■ PAGE EXCERPT ■
· · ·

Tuesday, February 23, 2010

Notes from the Edge



There is no place of comfort on the edge.

But then, who needs comfort. She’s been too comfortable her whole life. She sits before the web cam. She turns on the camera and slowly removes her clothes. She’s had three glasses of wine at dinner, but it’s way too early to go to bed.

Click.

She reaches her hand forward, her fingers pressing the mouse to freeze the image, her eyes gazing directly into the shining eye of light at the top of the screen.

Click.

She tilts her head and rotates her shoulder slightly, hoping to make her body look younger.

Click. And click again.

She puts her glasses on and leans forward, squinting at the pictures of herself on the screen. She is surprised by how pink and soft and vulnerable her body looks.

She removes the glasses.

Delete. Delete. Delete.

Later, weeks later, she is once again in front of her computer and she wants to delete something else. She clicks on her recycle bin and is jolted by those images she’d forgotten she had taken.

She clicks on Permanently Delete, shuts down her computer and decides to go outside.

It is snowing. Not that lovely peaceful beautiful snow from the first big snow storm last week, but an a nasty, angry, cold wet snow that burdens the electric wires - she knows that this snow will soon bring darkness, the lack of heat, the cold.

She is not dressed for the cold, but at least she is dressed, she chuckles to herself. Her feet are wet and frozen but she walks on. The cul de sac is long and she makes herself walk so far that it would be equally distant to turn back as it is to move keep moving forward.

She stops. She steps outside herself and sees what others, looking out their windows might see - a ridiculous old woman with no boots, an inadequate coat, and a bare head, trudging through the snow, now, frozen in her tracks.

This is post mid-life, she says to no one, her hands extended towards the sky, her head tilted back, inviting the snow to alight on her nose, her cheek, her eye.

I would rather be walking along the edge than frozen to the ground on a cul de sac.

Let me move to the 30th floor of a city apartment with a view of the river on one side and the expanse of neighborhoods on the other.

My favorite place is on the edge of the city, atop Belmont Plateau. There, the buildings of downtown Philadelphia stretch from bridge to bridge, from river to river. When I worked, I would detour past this spot on my way home everyday and no matter the time or the season, I would always brake - sometimes for several minutes, sometimes only for a few seconds, taking note of the color, the light and the texture of the familiar buildings. There was an energy pulsing through the cement and stone and glass, infusing the skyline with life. And even though the outline and tableaux of the buildings always appeared the same, the mood and the hues and the shadows were infinitely and astonishly different each time I stopped.



Back in the cul de sac, this tree in winter is what has has stopped her in her tracks. Before her eyes, its stark brown bark and grey branches begin to fade, then disappear completely before turning into pure energy shimmering with light and humming with sound. She stands transfixed until she is embraced by the sympathetic vibrations rising up in her, meshing with the beat of her heart and letting her know without a doubt, that she too is alive.



Sunday, February 21, 2010

An Early Writing Memory - The Stories We Tell



The summer before I entered 7th grade I wrote a book. I wrote it in one of those ubiquitous marble copy books that all American adults of a certain age will forever associate with school. But instead of writing my name, grade and subject on the appropriate box on the front cover in the spaces provided, I wrote “The Blind Love of Kirk and Ellen: A Love Story of Courage and Hope” by Marsha Rosenzweig.

· · ·

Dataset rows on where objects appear
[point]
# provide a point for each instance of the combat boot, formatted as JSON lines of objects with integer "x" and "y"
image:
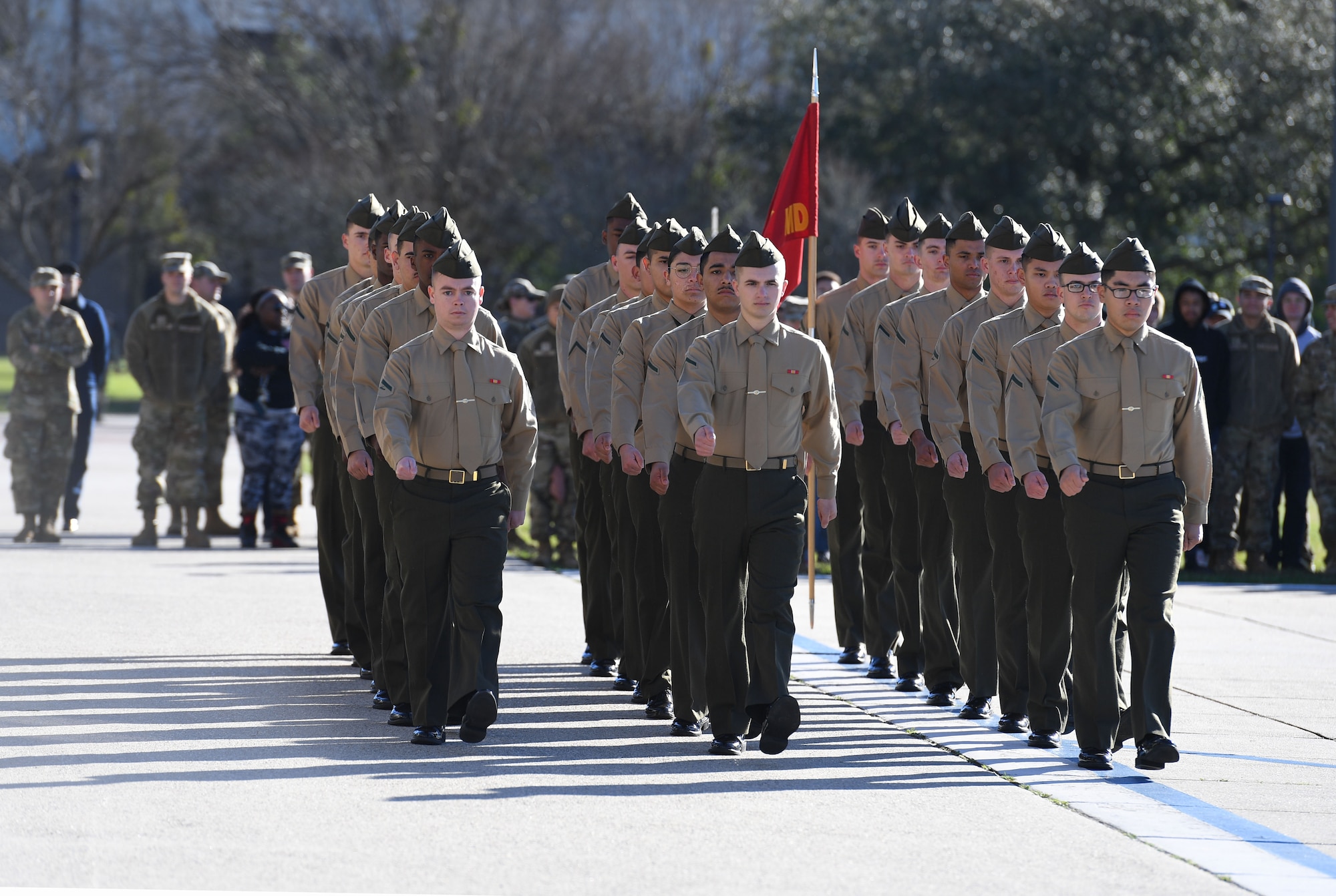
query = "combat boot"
{"x": 194, "y": 537}
{"x": 30, "y": 529}
{"x": 216, "y": 525}
{"x": 149, "y": 537}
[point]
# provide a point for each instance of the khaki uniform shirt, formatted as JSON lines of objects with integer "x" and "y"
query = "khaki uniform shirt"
{"x": 1025, "y": 387}
{"x": 948, "y": 407}
{"x": 416, "y": 413}
{"x": 985, "y": 376}
{"x": 921, "y": 325}
{"x": 801, "y": 396}
{"x": 587, "y": 288}
{"x": 630, "y": 371}
{"x": 1083, "y": 408}
{"x": 663, "y": 427}
{"x": 307, "y": 351}
{"x": 45, "y": 380}
{"x": 853, "y": 357}
{"x": 606, "y": 343}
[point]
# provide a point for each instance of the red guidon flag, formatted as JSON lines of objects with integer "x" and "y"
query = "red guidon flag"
{"x": 793, "y": 212}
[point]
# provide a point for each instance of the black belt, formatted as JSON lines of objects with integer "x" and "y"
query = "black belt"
{"x": 682, "y": 451}
{"x": 741, "y": 464}
{"x": 1126, "y": 473}
{"x": 458, "y": 477}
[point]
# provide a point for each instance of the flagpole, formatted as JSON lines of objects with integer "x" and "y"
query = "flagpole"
{"x": 812, "y": 473}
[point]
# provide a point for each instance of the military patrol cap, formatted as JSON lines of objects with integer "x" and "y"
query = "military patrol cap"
{"x": 177, "y": 262}
{"x": 939, "y": 228}
{"x": 45, "y": 277}
{"x": 758, "y": 252}
{"x": 1008, "y": 236}
{"x": 209, "y": 269}
{"x": 968, "y": 228}
{"x": 439, "y": 230}
{"x": 367, "y": 210}
{"x": 1131, "y": 256}
{"x": 1047, "y": 245}
{"x": 627, "y": 208}
{"x": 906, "y": 225}
{"x": 1081, "y": 262}
{"x": 694, "y": 244}
{"x": 459, "y": 262}
{"x": 1257, "y": 284}
{"x": 874, "y": 225}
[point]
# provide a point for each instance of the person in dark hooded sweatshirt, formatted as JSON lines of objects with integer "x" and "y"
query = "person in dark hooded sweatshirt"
{"x": 1291, "y": 551}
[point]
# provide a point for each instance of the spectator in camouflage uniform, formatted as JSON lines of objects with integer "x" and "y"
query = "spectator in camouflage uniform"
{"x": 1315, "y": 404}
{"x": 552, "y": 507}
{"x": 174, "y": 349}
{"x": 1263, "y": 367}
{"x": 46, "y": 343}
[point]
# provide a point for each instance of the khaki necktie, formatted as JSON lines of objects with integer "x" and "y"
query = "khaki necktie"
{"x": 1134, "y": 423}
{"x": 467, "y": 411}
{"x": 757, "y": 435}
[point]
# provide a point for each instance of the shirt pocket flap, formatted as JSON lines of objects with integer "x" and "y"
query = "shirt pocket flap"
{"x": 788, "y": 384}
{"x": 1162, "y": 388}
{"x": 1098, "y": 387}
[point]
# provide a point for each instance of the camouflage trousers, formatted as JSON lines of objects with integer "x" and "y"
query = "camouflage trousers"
{"x": 272, "y": 445}
{"x": 548, "y": 516}
{"x": 1246, "y": 460}
{"x": 170, "y": 439}
{"x": 39, "y": 449}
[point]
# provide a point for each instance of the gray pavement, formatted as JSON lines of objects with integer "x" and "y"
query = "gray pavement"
{"x": 169, "y": 719}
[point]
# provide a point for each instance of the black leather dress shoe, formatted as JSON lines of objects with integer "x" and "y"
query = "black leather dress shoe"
{"x": 941, "y": 698}
{"x": 910, "y": 684}
{"x": 850, "y": 656}
{"x": 659, "y": 706}
{"x": 782, "y": 722}
{"x": 727, "y": 746}
{"x": 1155, "y": 752}
{"x": 976, "y": 710}
{"x": 479, "y": 716}
{"x": 1044, "y": 740}
{"x": 430, "y": 736}
{"x": 1096, "y": 762}
{"x": 682, "y": 728}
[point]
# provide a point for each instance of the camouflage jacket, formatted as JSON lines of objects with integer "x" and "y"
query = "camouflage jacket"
{"x": 45, "y": 356}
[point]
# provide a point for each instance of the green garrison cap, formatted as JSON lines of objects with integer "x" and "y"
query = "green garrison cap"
{"x": 968, "y": 228}
{"x": 939, "y": 228}
{"x": 666, "y": 237}
{"x": 874, "y": 225}
{"x": 1083, "y": 261}
{"x": 1008, "y": 234}
{"x": 627, "y": 208}
{"x": 1047, "y": 245}
{"x": 367, "y": 210}
{"x": 459, "y": 262}
{"x": 906, "y": 224}
{"x": 758, "y": 252}
{"x": 637, "y": 232}
{"x": 440, "y": 230}
{"x": 694, "y": 244}
{"x": 726, "y": 241}
{"x": 1130, "y": 256}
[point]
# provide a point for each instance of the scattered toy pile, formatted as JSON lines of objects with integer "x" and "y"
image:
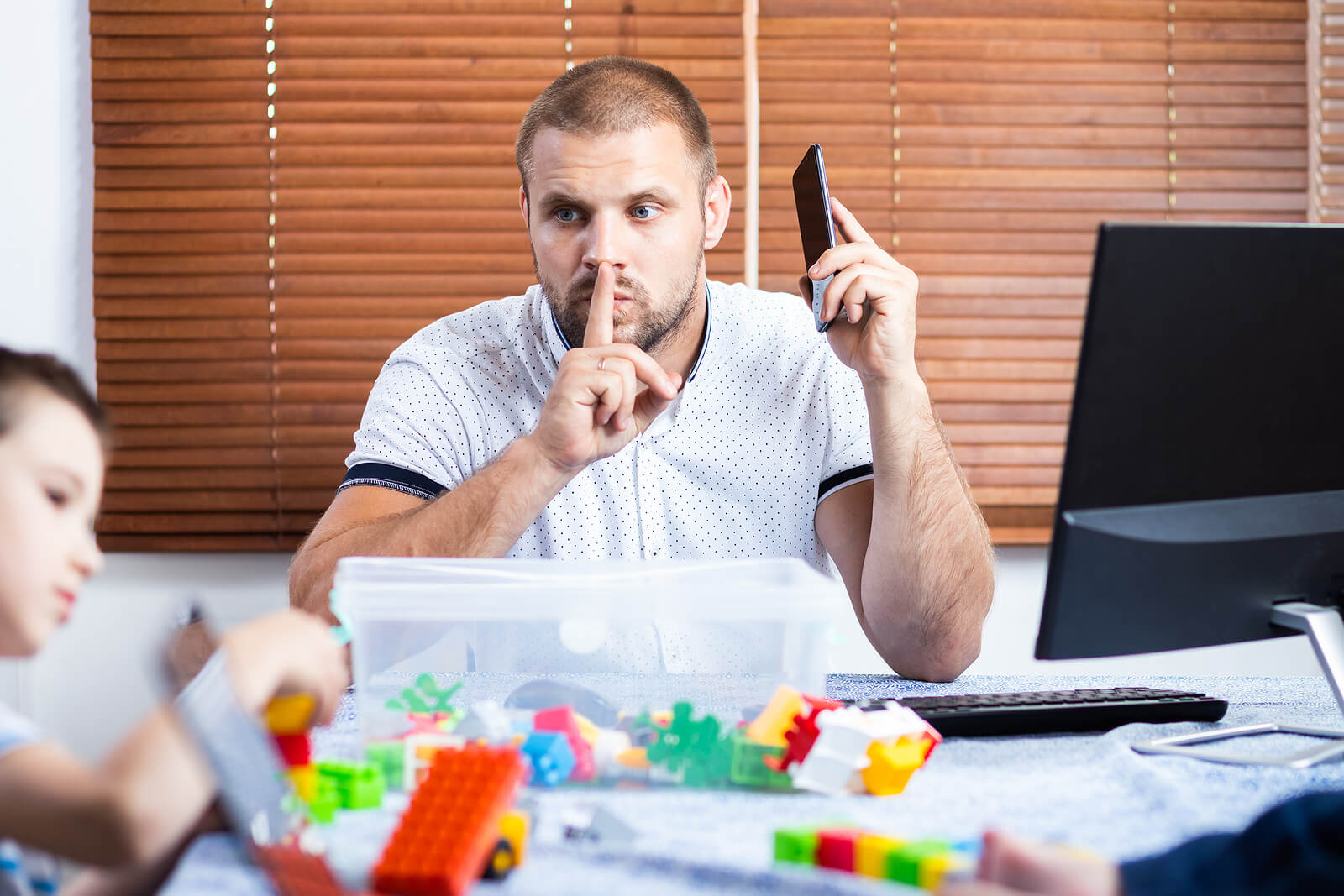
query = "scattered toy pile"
{"x": 795, "y": 741}
{"x": 922, "y": 862}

· · ·

According to the blog excerpt, what title did the writer put on the front cover of the book written the summer before 7th grade? Rely solely on the blog excerpt for the answer.

"The Blind Love of Kirk and Ellen: A Love Story of Courage and Hope"